-- BEGIN Records provided --

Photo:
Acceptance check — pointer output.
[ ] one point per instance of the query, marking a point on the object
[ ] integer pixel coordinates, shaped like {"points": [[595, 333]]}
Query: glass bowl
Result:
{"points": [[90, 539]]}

-- END Records provided --

■ The exercise: Format every line of the items above as a Markdown table with the columns Row and Line. Number the rows in order and leave out any blank lines.

■ The answer:
| Row | Line |
|---|---|
| 1 | Photo: |
| 2 | Acceptance check — pointer output. |
| 3 | [ ] one point per instance of the query, marking a point on the object |
| 4 | [ ] integer pixel coordinates, shaped like {"points": [[595, 333]]} |
| 5 | Query: glass bowl |
| 6 | Result: |
| 7 | {"points": [[90, 539]]} |